足を止めない、日々を止めない。一緒に歩み続けることを歌いたい。

 2021年9月8日に“Hakubi”がメジャーデビューアルバム『era』をリリース。先行配信シングル「アカツキ」「在る日々」「道化師にはなれない」、そして映画『浜の朝日の嘘つきどもと』の主題歌「栞」を含む全12曲を収録。バンドが歩んできたこれまでの歴史と、図らずもこの1年、一変した生活。その中で、自らと向き合いながら、それでも前に強く突き進んでいく、これから先の“時代”へのメッセージを詰め込んだ意欲作となっております。
 
 さて、今日のうたコラムではそんな最新作を放った“Hakubi”の片桐(Vo.)による歌詞エッセイを3ヶ月連続でお届け!今回は第1弾。綴っていただいたのは、新曲「悲しいほどに毎日は」についてのお話です。2020年の自身が真空パックされたようだというこの曲。ライブが思うようにできない日々のこと、ライブが再開する前の不安、そして今の想い…。是非、歌詞と併せて受け取ってください。

**データ部分**

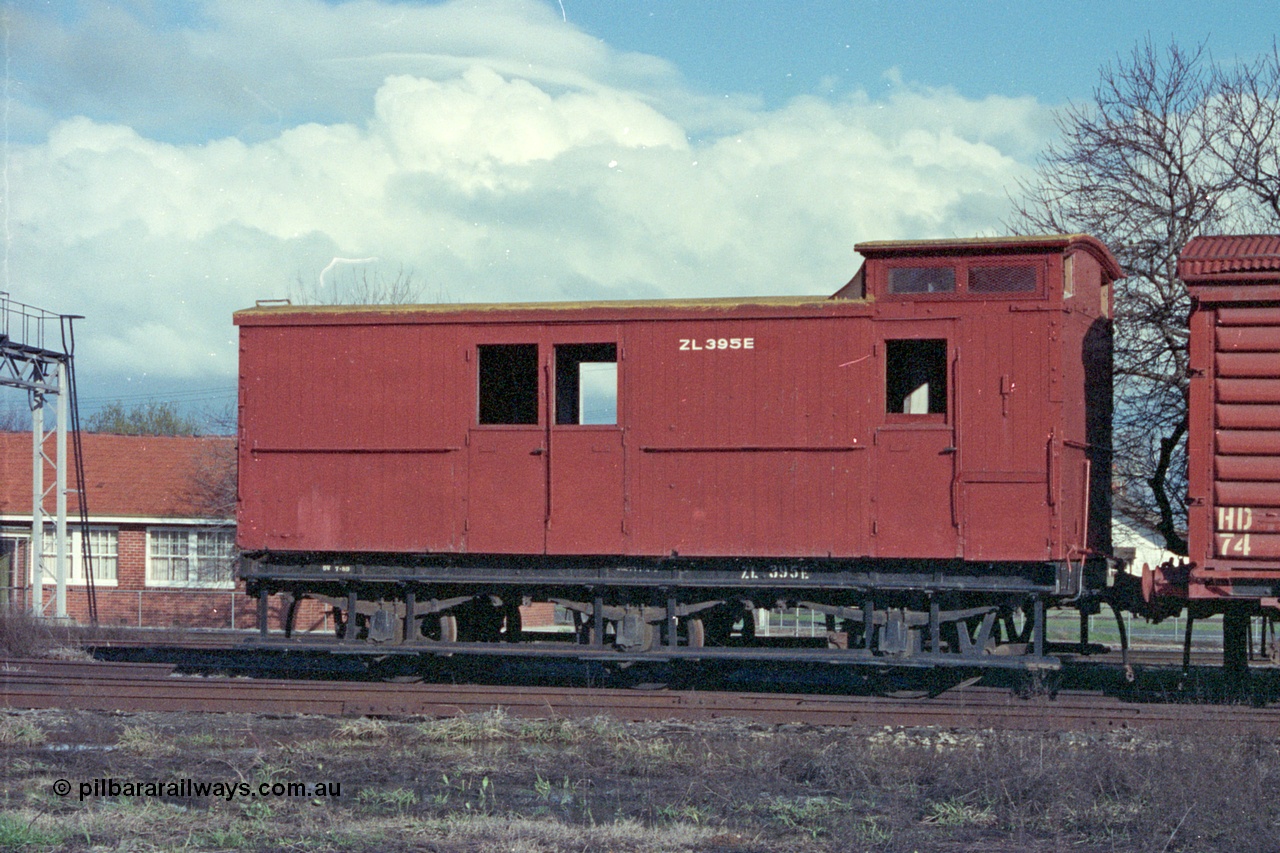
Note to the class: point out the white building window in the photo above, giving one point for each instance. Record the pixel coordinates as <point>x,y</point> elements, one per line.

**出題**
上の原文を読んで、次の問いに答えなさい。
1. アルバム『era』は何年何月何日にリリースされたか。
2. 映画『浜の朝日の嘘つきどもと』の主題歌となった曲の名前は何か。
3. 片桐による歌詞エッセイの第1弾で取り上げられている新曲の名前は何か。

**解答**
1. 2021年9月8日である。
2. 「栞」である。
3. 「悲しいほどに毎日は」である。